# Given text:

Five lessons on how to love extravagantly by (bio)artists

 

Everybody has experienced love in one way or another. Love can be warm and fluffy, engulfing one in a cloud of bliss, moody and inexplicable, it can also be quite dark and obsessive, marked by jealousy and manipulation. There are literally an infinite number of variables on how people experience intimacy and sexuality, affection and passion. And yet when we speak about love, we often focus on politically correct, often heterosexual, preferably morally upright couples. People who fall in love with household objects, themselves or natural phenomena rarely get relationship advice in their favourite newspaper column.

At the time in which technological and scientific developments are shaping and quickly transforming every aspect of being human, it’s important to imagine and better understand the effect it may have on the very foundation of human interaction, namely, love in all its possibilities.  

Last week, Kontejner in Zagreb gathered a wonderful selection of artists, scientists and researchers to reimagine love and raise previously unasked questions in their Extravagant Love festival, curated by Klara Petrović, Luja Šimunović and Stahl Stenslie. These are just some of the lessons that we took back home.

PHANES by Jaden J.A. Hastings, (c) Kontejner

PHANES by Jaden J.A. Hastings, (c) Kontejner

Your love can be purely genetic

Looking for the ‘perfect’ match? Swipe no more… Jaden J. A. Hastings’ project PHANES (Posthuman Artificial Net Embryo Synthesizer) is an artificial intelligence, trained to find errors in one’s genome and propose and ideal DNA partner. Her love goes beyond her preferences as a person and entrusts herself in the hands of pure genetics that would yield a perfect offspring as dictated by evolution. An amazing thing about this project is that PHANES is entirely functional and, therefore, it takes an idea of a perfect match already explored via dating apps to a different level. Would you sacrifice your personal freedom of choice for a mate in exchange for a healthier, smarter, more attractive child?

# List of tasks:
• 1. Who curated the Extravagant Love festival, according to the article on love and (bio)artists?
• 2. Can you carry on the article on love and (bio)artists from the point where it stops?

Records from a data source
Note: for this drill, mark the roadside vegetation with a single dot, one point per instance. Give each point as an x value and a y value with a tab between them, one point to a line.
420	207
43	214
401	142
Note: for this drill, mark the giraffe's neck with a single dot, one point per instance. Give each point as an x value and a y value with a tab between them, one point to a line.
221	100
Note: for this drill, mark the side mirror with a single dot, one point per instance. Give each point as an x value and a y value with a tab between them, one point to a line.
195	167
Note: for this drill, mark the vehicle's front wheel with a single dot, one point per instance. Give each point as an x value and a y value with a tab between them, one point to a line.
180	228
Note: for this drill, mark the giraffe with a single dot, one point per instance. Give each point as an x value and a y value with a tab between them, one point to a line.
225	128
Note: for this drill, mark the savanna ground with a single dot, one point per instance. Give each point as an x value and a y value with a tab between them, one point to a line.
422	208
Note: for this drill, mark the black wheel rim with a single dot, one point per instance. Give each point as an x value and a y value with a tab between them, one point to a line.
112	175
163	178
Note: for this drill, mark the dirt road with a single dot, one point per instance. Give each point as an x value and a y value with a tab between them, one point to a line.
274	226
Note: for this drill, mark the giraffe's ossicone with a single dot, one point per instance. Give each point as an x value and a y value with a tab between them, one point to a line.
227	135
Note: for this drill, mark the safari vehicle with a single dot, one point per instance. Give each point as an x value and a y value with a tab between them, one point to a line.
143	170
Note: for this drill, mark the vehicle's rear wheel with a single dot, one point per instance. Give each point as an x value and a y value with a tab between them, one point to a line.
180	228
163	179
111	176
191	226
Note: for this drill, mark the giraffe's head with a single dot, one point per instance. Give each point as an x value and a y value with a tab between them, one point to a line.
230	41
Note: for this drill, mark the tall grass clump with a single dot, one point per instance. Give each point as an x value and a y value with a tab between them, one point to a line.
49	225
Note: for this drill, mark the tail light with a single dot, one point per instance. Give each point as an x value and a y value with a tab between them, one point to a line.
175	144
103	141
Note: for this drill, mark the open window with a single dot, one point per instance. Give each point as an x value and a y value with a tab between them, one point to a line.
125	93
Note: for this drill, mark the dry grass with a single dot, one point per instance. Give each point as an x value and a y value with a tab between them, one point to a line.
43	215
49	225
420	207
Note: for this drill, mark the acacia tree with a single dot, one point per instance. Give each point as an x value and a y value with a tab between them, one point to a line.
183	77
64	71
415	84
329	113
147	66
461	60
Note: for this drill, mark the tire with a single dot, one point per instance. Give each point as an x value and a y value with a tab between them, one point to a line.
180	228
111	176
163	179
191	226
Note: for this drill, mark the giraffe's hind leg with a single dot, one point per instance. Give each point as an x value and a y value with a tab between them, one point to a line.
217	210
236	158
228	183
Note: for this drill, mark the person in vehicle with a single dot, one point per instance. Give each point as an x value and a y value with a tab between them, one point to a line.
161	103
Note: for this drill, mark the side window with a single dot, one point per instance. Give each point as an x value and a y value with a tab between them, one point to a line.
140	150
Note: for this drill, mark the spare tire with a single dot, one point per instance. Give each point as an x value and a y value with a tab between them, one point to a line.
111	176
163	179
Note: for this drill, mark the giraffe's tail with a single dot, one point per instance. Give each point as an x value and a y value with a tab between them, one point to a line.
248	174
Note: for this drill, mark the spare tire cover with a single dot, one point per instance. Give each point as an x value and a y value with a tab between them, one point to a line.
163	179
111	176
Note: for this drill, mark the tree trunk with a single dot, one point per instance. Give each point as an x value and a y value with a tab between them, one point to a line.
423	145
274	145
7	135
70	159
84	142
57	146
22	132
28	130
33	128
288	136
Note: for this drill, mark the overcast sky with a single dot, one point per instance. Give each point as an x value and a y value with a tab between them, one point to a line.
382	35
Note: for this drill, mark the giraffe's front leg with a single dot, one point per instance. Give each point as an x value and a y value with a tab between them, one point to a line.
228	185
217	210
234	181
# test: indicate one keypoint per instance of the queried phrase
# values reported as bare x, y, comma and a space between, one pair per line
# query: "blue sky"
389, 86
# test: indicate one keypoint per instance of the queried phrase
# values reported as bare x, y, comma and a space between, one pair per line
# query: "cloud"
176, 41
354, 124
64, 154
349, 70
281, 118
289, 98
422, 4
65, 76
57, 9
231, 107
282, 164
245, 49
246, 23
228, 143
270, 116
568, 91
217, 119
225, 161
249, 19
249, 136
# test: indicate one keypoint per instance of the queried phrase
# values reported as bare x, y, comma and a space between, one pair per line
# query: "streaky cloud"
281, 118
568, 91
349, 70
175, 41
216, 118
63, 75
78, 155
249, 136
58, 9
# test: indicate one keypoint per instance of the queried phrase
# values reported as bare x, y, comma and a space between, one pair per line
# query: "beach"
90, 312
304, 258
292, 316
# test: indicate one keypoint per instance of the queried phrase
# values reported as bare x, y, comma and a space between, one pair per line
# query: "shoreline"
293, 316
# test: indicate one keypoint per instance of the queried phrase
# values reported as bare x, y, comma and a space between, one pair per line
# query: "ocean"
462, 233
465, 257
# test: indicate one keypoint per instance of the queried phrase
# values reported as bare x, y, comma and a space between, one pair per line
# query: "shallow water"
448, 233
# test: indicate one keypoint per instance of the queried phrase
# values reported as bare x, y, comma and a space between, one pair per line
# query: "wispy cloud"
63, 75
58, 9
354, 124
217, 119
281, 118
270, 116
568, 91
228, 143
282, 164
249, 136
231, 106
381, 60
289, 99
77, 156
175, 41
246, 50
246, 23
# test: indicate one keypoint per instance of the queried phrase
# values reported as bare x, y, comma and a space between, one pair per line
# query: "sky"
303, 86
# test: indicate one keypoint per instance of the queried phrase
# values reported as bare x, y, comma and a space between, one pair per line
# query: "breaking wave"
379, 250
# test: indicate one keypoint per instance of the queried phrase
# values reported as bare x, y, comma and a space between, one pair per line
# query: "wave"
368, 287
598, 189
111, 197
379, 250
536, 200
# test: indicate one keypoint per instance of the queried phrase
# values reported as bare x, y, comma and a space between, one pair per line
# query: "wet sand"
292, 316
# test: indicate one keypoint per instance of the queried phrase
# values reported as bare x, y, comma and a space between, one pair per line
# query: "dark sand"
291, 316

# Answers provided:
• 1. Klara Petrović, Luja Šimunović and Stahl Stenslie

• 2.
Your love for technology can be taken to another level

An obsession with technology is not new. People display clear signs of addiction to video games, social media and porn. Yet technology has so far played a role of a medium where obsession (or fetish) can be exercised. Dani Ploeger’s project FETISH invites you to engage in an intimate encounter with the screen of an electronic tablet. By licking the screen, one continues to illuminate it, engaging in a weirdly (enlightening) act, a corporeal interface between man and machine. But whose needs are actually being met?     

FETISH by Dani Ploeger, 2014-2016, (c) Kontejner

FETISH by Dani Ploeger, 2014-2016, (c) Kontejner

Your love can transgress different boundaries 

K-9_topology: Hybrid Family by Maja Smrekar goes beyond the theoretical engagement with non-human entities (in this case, animal) in order to achieve a real, tangible interspecies’ bond in which she takes up a role of a loving mother. A few years ago, she stayed in seclusion with her dogs, systematically breast-pumping to release the hormone prolactin and eating foods rich in galactogogues to promote lactation, in order to physically change her body into that of a mother for her canine family members. Maja’s work envisions the future in which love transgresses the species’ boundaries and is non-hierarchical. Can we achieve a truly loving relationship between humans and non-human, and expand the idea of a family?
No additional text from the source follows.